[Reading passage]
It just goes to show that there's more to conservatism than adhering to the religion of one's founders! Look where we'd all be today if we were still an Episcopalian nation!
Codswallop. The problem of the Episcopal Church today is the problem of America's schools, colleges and universities. All of these are administered by leftists. In college students get indoctrinated in deconstructionism, Lacanianism, feminism, queer theory, multiculturalism, and identity politics. Students take these ideas with them when then enroll in seminaries. Theology then reflects this nonsense.
Until the schools are reformed, the moral relativism of the educationists will continue to infect every institution in America, whether secular of religious.
There's a huge difference between adhering to the religion and those associated with the NAME of the religion.
True, but America was never an Episcopalian nation.
The majority of European settlers up to the Revolution were "dissenters" - Presbyterians, Congregationalists, Baptists, Quakers, Pietists, Catholics. And a good chunk of these Episcopals were actually Methodists - not a very clear distinction yet in those days.

[Parts of the exercise]
1) From the comment thread on the Episcopal Church, copy out the passage starting with "It just goes" and going on through "an Episcopalian nation!".
2) Extend the comment thread on the Episcopal Church past its last line, writing what comes next.

[Entries shown]
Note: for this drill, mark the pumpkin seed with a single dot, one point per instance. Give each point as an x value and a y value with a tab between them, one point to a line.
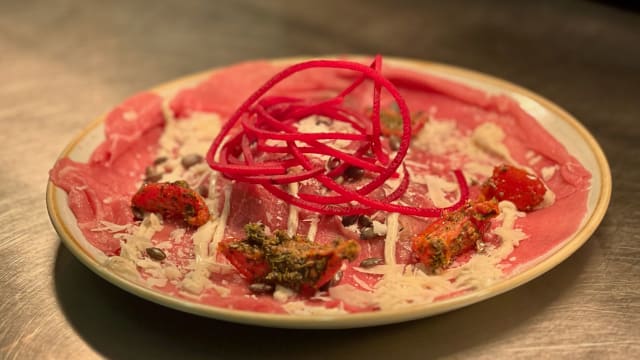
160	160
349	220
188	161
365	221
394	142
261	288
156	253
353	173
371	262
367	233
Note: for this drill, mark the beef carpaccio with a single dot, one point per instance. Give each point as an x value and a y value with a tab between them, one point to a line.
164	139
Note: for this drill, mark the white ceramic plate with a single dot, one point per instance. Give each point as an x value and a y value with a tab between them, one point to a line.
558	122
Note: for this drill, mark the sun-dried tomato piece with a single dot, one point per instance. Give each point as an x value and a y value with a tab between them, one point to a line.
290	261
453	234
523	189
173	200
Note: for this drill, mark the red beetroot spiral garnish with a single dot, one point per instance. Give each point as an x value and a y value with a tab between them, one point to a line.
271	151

--

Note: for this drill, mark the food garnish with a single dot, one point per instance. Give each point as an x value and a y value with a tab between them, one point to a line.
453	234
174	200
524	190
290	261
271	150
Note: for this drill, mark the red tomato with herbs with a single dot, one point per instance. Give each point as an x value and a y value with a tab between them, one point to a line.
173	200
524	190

[Answers to the tasks]
1)
It just goes to show that there's more to conservatism than adhering to the religion of one's founders! Look where we'd all be today if we were still an Episcopalian nation!

2)
The majority of founders were Episcopal because the English monarchy restricted voting, university education and military officerships to Episcopals by law.
As a result they were usually the wealthiest and best-connected people in the colonies, despite their status as a religious minority.
In my opinion, the American Revolution was largely a revolution "from above" - the colonial upperclass split into two factions: the Tories who hoped for preferment and the Founders who were tired of being shunted to the back of the line by toffs three thousand miles away.
The Founders were able to use the prestige their privilege gave them to make a change.